» **INSTRUCTIONS FOR THE TASK**
Could you rescale the listing from the line with "Pick out one point on every instance of the brown" to the line with "[(441, 126)]", both included, and give only those lines again with the requests unchanged? Multiply each answer's point coordinates by 1.15 and round them to whole numbers, rounding halves up.
※
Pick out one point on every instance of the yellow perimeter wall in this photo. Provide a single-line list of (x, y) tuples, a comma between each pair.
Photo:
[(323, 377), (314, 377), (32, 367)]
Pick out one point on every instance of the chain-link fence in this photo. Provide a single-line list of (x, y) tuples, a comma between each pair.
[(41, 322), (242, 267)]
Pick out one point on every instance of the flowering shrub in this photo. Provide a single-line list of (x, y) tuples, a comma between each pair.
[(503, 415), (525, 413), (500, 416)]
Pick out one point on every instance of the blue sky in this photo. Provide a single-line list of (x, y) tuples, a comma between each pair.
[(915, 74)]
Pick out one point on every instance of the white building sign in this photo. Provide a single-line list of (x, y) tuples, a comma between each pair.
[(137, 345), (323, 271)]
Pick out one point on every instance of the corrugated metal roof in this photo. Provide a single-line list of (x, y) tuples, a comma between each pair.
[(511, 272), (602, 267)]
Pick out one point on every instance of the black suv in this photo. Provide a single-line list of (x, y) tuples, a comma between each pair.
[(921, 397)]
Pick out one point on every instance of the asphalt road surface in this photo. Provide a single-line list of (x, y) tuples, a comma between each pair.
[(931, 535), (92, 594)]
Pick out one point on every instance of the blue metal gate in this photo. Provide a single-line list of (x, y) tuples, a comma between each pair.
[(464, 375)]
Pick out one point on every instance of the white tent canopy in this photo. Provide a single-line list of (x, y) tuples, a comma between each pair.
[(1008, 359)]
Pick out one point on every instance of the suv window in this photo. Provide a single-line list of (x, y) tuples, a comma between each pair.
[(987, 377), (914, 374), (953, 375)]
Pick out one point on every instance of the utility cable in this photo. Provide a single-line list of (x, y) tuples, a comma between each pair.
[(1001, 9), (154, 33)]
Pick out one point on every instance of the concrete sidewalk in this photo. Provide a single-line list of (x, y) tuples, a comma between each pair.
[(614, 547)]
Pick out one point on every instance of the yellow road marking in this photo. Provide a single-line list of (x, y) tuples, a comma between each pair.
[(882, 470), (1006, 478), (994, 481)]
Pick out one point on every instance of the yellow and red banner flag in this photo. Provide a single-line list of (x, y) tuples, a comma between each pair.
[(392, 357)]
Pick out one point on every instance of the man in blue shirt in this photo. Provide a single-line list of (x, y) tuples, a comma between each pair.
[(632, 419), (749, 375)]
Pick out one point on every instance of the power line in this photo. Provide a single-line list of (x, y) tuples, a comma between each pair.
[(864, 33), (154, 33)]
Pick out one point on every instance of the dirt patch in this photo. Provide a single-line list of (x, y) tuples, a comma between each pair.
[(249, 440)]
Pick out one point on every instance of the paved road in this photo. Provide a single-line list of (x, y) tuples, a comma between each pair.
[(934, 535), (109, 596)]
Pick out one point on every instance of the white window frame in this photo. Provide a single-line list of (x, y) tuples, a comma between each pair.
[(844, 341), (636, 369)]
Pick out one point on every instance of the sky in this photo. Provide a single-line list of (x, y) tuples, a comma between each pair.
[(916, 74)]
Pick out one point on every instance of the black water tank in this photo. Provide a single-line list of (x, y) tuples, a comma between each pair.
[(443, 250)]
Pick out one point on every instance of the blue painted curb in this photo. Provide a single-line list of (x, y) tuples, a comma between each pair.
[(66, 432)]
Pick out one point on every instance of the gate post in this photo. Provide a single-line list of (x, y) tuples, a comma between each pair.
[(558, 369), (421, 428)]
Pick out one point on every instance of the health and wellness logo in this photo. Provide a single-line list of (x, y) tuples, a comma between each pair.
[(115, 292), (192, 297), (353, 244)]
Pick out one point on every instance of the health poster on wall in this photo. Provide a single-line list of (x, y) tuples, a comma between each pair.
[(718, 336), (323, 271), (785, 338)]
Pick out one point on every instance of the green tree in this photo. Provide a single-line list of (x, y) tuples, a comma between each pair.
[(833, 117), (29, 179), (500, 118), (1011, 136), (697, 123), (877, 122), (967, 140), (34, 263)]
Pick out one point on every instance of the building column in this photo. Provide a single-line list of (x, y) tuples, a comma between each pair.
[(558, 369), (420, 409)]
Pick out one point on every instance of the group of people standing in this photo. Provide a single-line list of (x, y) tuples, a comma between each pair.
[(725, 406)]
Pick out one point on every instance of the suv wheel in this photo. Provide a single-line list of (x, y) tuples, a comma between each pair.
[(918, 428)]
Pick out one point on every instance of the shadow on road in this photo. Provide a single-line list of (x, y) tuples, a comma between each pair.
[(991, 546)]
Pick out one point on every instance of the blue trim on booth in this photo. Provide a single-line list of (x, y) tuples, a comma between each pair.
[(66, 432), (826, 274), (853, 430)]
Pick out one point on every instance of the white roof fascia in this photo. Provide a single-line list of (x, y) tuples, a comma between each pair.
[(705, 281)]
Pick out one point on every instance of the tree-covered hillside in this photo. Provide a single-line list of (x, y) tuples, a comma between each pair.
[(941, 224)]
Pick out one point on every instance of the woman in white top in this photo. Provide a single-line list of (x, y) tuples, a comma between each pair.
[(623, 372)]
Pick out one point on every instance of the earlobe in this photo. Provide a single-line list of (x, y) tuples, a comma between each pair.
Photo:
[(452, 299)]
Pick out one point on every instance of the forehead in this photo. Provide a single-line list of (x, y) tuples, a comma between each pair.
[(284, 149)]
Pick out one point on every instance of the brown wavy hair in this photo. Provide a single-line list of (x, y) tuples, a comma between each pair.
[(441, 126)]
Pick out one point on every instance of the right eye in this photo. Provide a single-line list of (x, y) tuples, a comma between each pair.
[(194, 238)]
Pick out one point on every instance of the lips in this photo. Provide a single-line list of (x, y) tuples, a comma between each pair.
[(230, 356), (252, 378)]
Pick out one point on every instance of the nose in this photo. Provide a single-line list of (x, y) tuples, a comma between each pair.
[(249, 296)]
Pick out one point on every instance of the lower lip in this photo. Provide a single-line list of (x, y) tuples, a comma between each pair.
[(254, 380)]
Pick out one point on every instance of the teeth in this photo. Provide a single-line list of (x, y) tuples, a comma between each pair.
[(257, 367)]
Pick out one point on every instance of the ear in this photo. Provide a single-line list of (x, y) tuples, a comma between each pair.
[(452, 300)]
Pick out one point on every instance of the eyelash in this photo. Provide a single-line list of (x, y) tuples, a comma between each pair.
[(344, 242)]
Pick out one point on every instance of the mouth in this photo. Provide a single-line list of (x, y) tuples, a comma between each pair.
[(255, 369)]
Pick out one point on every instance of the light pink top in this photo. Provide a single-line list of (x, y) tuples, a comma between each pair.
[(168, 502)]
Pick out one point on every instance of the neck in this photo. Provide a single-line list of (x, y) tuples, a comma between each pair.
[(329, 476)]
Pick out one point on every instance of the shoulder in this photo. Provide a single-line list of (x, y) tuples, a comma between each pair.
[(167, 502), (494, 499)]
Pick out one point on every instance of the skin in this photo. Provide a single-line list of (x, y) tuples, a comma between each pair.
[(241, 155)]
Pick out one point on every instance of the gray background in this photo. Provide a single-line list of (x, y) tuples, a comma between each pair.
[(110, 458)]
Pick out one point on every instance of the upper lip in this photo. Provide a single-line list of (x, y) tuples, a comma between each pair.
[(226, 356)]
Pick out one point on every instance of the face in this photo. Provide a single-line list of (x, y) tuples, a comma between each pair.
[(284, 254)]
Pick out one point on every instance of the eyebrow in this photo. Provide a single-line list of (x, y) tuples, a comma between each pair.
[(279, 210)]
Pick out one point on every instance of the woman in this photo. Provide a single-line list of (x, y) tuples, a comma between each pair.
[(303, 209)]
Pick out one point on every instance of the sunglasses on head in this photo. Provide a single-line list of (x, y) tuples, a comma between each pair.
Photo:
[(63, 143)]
※
» **EXERCISE SOLUTION**
Pick out one point on every instance of the brown wavy hair in this photo. Provide a single-line list of (x, y) tuples, a comma between each pair.
[(507, 145)]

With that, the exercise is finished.